:: Record list

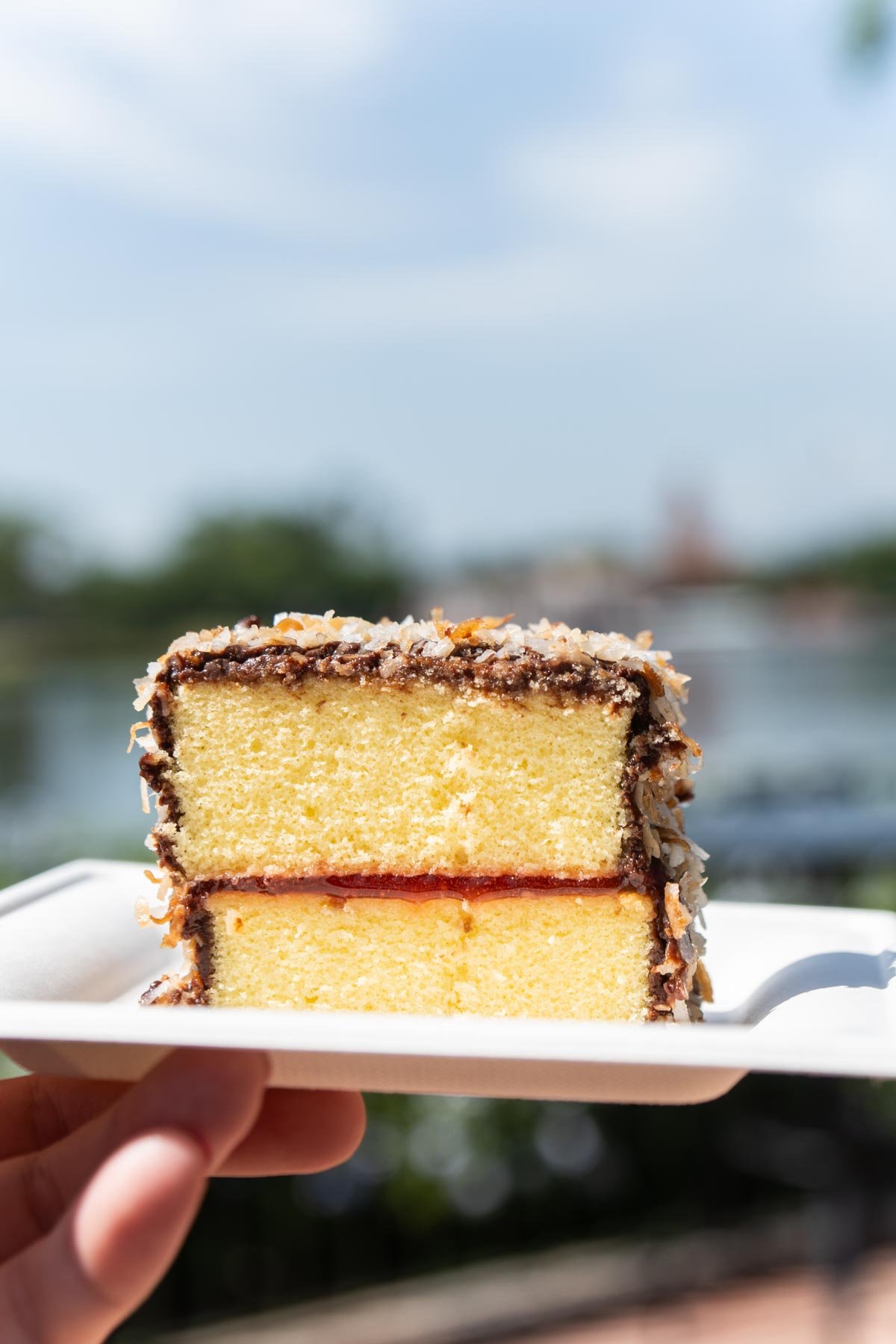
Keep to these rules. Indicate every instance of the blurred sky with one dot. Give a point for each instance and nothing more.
(489, 268)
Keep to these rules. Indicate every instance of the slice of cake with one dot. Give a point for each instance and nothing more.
(425, 818)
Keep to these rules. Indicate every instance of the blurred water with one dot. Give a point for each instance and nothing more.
(810, 729)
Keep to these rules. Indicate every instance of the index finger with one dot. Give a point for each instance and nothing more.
(37, 1112)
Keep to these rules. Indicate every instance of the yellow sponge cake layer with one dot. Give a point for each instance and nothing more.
(339, 776)
(521, 956)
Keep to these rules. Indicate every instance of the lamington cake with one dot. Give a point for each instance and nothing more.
(423, 816)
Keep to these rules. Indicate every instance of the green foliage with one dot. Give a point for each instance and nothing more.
(18, 591)
(867, 567)
(226, 567)
(868, 30)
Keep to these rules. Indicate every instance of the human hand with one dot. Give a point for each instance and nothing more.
(100, 1182)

::::

* **Aim of the task**
Copy out all the records, replacing "one dot" with "a single dot" wherever it occurs and keeping everything else the same. Leave the pictures out.

* **Answer to the task**
Keep to these rules. Indicate every instance of the blurred sky with a single dot. Give a point for each instance and nothing more.
(489, 268)
Keep to these rules. Indicate every instance of the slice of cake with a single dot. Give a point for each instance and nothing more.
(425, 818)
Keep to these rules. Indicate every instance of the blurred water with a single dot. Give a point for each instance and nothing more.
(810, 729)
Keep to these rules. Indicate every instance of the index finger with a single dot. Give a point for each instance and nothing more.
(37, 1112)
Keep to these rules. Indicate every instance of the yellow sponge cake layer with a single dot. Give a point for each instance and nothing more.
(339, 776)
(521, 956)
Keep to these rules. Indicate every instance of the lamington cake with a single dot. Give a point for each instance and nothing more.
(423, 816)
Keep to these rules. Indicate every instance of the green foliage with a single dot. Give a point for each instance and nothing more.
(18, 591)
(867, 567)
(226, 567)
(868, 30)
Keep to these rules. Indicate every instance of the human hand with a single dot. Give a point for each instance and nothing more.
(100, 1182)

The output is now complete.